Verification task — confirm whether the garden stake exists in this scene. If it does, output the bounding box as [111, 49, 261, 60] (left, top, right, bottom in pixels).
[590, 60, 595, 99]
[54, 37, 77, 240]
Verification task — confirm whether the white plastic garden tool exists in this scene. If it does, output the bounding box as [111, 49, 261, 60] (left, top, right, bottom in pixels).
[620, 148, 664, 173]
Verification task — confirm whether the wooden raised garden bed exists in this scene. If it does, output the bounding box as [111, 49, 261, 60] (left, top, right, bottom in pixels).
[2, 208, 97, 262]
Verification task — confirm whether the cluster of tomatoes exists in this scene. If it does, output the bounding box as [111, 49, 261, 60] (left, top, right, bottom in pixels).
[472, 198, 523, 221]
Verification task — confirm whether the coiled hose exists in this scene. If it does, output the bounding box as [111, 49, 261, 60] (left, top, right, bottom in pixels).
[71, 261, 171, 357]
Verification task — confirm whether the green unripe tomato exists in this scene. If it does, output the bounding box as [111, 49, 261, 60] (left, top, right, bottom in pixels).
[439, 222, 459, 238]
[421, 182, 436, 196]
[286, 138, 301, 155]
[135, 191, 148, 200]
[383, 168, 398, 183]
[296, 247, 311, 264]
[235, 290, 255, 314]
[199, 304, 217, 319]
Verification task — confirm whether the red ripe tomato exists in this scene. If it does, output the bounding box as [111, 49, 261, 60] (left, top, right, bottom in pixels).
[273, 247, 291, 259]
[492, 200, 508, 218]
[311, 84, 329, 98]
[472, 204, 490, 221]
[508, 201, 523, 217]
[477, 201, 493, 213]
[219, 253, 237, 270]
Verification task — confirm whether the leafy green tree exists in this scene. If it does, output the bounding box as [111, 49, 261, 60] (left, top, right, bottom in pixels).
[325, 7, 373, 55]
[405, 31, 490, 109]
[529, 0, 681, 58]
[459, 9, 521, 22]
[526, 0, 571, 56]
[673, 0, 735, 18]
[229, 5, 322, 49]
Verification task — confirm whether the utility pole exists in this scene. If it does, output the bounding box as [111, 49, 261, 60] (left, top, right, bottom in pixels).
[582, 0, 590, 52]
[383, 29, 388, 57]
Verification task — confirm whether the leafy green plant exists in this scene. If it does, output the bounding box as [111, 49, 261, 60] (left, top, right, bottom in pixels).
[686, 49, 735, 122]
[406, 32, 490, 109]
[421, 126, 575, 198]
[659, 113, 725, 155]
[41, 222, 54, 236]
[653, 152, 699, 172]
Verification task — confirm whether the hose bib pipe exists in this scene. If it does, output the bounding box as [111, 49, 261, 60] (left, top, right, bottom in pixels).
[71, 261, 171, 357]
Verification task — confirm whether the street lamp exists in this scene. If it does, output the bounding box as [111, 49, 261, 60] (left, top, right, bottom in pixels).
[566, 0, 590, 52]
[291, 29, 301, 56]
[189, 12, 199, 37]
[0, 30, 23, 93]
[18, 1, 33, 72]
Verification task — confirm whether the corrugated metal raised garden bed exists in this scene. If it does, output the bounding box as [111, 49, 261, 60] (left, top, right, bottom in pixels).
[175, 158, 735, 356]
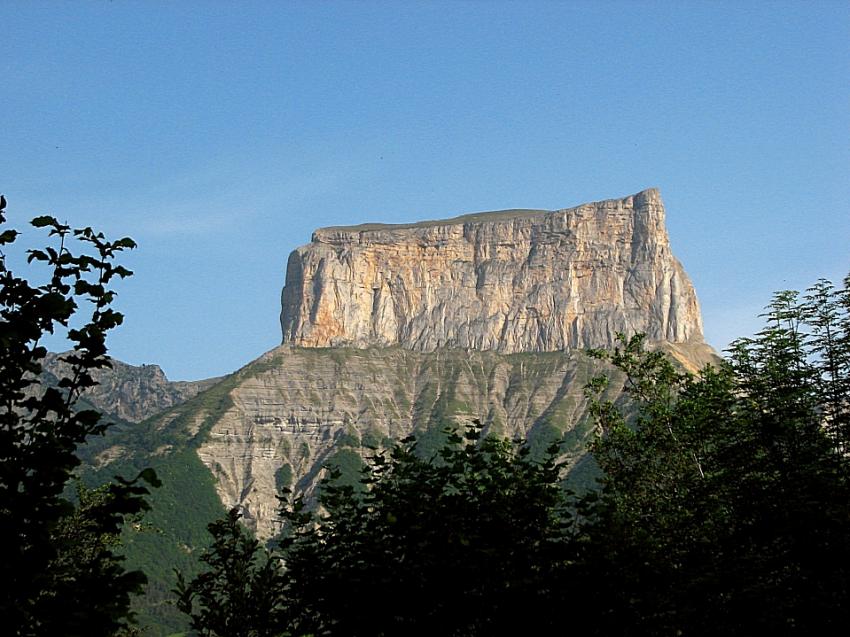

## Objective
Rewrite all of the data above with "Verification task" replaced by "Presence check" and everything else left unchanged. Omit the pictures from your answer.

## Exercise response
Presence check — confirm whether the garden stake exists in this scene. If it does, output the bounding box as [111, 49, 261, 60] (left, top, right, bottom in pixels).
[590, 60, 595, 99]
[54, 37, 77, 240]
Presence check — confirm whether the white plastic garden tool exists in this scene. If it does, output the bounding box as [111, 49, 261, 60] (left, top, right, bottom in pixels).
[620, 148, 664, 173]
Presence check — confirm whether the wooden raised garden bed exists in this scene. If it does, output the bounding box as [111, 49, 261, 60] (left, top, right, bottom in pixels).
[2, 208, 97, 262]
Presence check — confirm whether the cluster of tomatoes exists in this scene. If it does, output the bounding box as [111, 49, 261, 60] (left, top, right, bottom in pixels).
[472, 198, 523, 221]
Presence check — confirm whether the coiled hose exists in this scene. If it does, output the bounding box as [111, 49, 261, 60] (left, top, right, bottom in pixels).
[71, 261, 171, 357]
Presence check — confirm whether the green unripe tomato exists in this scene. If it does, output the bounding box as [111, 49, 261, 60] (left, top, right, bottom in pixels).
[439, 222, 459, 238]
[421, 182, 436, 196]
[286, 138, 301, 155]
[135, 191, 148, 200]
[383, 168, 398, 183]
[296, 247, 311, 264]
[235, 290, 255, 314]
[199, 304, 217, 319]
Presence check — confirm whether the red ripe tomato exists in this scene. If it does, output the bounding box as [111, 49, 261, 60] (left, top, right, bottom in pixels).
[273, 247, 291, 259]
[492, 200, 508, 218]
[311, 84, 329, 98]
[472, 204, 490, 221]
[508, 201, 523, 217]
[477, 201, 493, 213]
[219, 253, 237, 270]
Presence check — confirm whether the leafy green tree exists in this scene. If it does, output the bounding box as [111, 49, 261, 60] (left, top, right, bottom in pixels).
[325, 7, 373, 55]
[405, 31, 490, 109]
[529, 0, 681, 58]
[459, 9, 521, 22]
[526, 0, 571, 56]
[673, 0, 735, 18]
[229, 5, 322, 49]
Presence check — confirm whether the utility pole exists in this scene. If it does, output the bounding box as [111, 49, 261, 60] (left, top, right, bottom in pixels).
[582, 0, 590, 52]
[383, 29, 388, 57]
Presence check — confirm whether the leafy green plant exists in this scene. If it does, output the bounding box as [111, 49, 261, 60] (left, top, right, bottom in pixels).
[686, 49, 735, 122]
[406, 32, 490, 109]
[421, 126, 575, 198]
[659, 113, 725, 155]
[41, 222, 54, 236]
[653, 152, 699, 172]
Presence check — confirm whether the hose bib pipe exists in this scene. If it does, output the bounding box as [111, 49, 261, 60] (left, top, right, bottom in pixels).
[71, 261, 171, 357]
Presence check — confirm whether the street lamp exists in this scene. If it does, output the bounding box as [111, 49, 261, 60] (left, top, right, bottom in pixels).
[566, 0, 590, 52]
[291, 29, 301, 56]
[189, 12, 199, 37]
[0, 30, 23, 93]
[18, 1, 33, 72]
Presence check — confirm whether the corrugated metal raised garden bed exists in this scene. If it does, output the bounding box as [111, 49, 261, 60] (left, top, right, bottom in pixels).
[175, 158, 735, 356]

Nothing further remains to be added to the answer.